(TASKS TO COMPLETE):
1) Reproduce a passage of the text on film rendering word for word, starting at "Almost all high-quality" and ending at "good at that.)".
2) According to the text on film rendering, how much texture do routinely rendered scenes reference?
3) Decide whether each statement agrees with the text on film rendering, answering yes or no and quoting the deciding words: (a) Almost all high-quality rendering for film is done on CPUs only. (b) The writer is currently the rendering software architect at Pixar. (c) GPUs are good at paging data from disk when needed.

(TEXT):
━━━━━━━━━━━━━━━━

I'm one of the rendering software architects at a large VFX and animated feature studio with a proprietary renderer (not Pixar, though I was once the rendering software architect there as well, long, long ago).
Almost all high-quality rendering for film (at all the big studios, with all the major renderers) is CPU only. There are a bunch of reasons why this is the case. In no particular order, some of the really compelling ones to give you the flavor of the issues:
GPUs only go fast when everything is in memory. The biggest GPU cards have, what, 12GB or so, and it has to hold everything. Well, we routinely render scenes with 30GB of geometry and that reference 1TB or more of texture. Can't load that into GPU memory, it's literally two orders of magnitude too big. So GPUs are simply unable to deal with our biggest (or even average) scenes. (With CPU renderers, we can page stuff from disk whenever we need. GPUs aren't good at that.)

━━━━━━━━━━━━━━━━

(GIVEN RECORDS):
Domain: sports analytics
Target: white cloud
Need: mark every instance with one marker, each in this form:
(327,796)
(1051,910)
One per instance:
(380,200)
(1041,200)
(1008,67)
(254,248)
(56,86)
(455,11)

━━━━━━━━━━━━━━━━

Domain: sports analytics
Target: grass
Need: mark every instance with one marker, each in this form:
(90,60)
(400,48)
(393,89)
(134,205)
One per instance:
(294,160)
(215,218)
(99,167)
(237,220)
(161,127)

━━━━━━━━━━━━━━━━

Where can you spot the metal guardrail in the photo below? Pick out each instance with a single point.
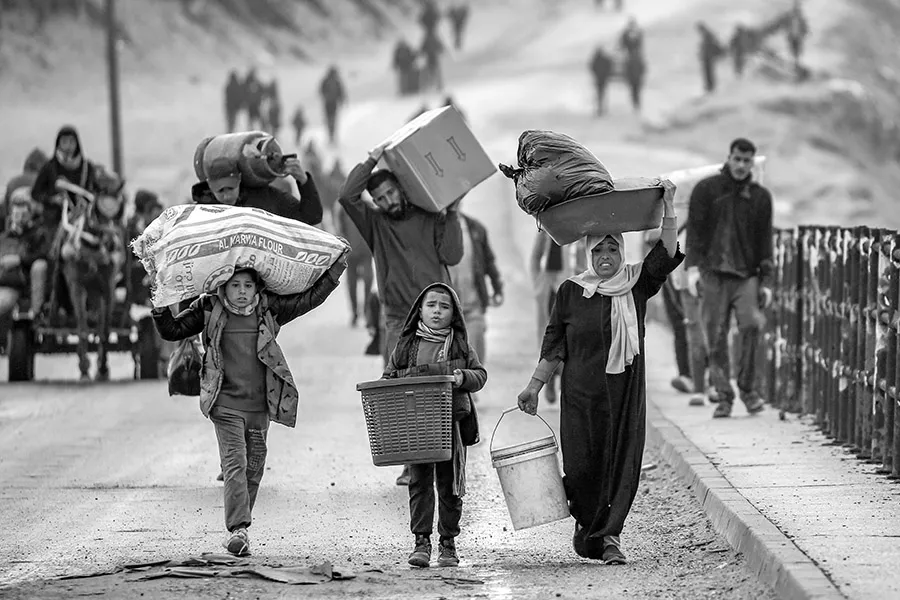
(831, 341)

━━━━━━━━━━━━━━━━

(ANSWERS TO EACH TASK):
1)
Almost all high-quality rendering for film (at all the big studios, with all the major renderers) is CPU only. There are a bunch of reasons why this is the case. In no particular order, some of the really compelling ones to give you the flavor of the issues:
GPUs only go fast when everything is in memory. The biggest GPU cards have, what, 12GB or so, and it has to hold everything. Well, we routinely render scenes with 30GB of geometry and that reference 1TB or more of texture. Can't load that into GPU memory, it's literally two orders of magnitude too big. So GPUs are simply unable to deal with our biggest (or even average) scenes. (With CPU renderers, we can page stuff from disk whenever we need. GPUs aren't good at that.)

2) 1TB or more of texture.

3)
(a) Yes: "Almost all high-quality rendering for film (at all the big studios, with all the major renderers) is CPU only."
(b) No: "not Pixar, though I was once the rendering software architect there as well, long, long ago"
(c) No: "GPUs aren't good at that."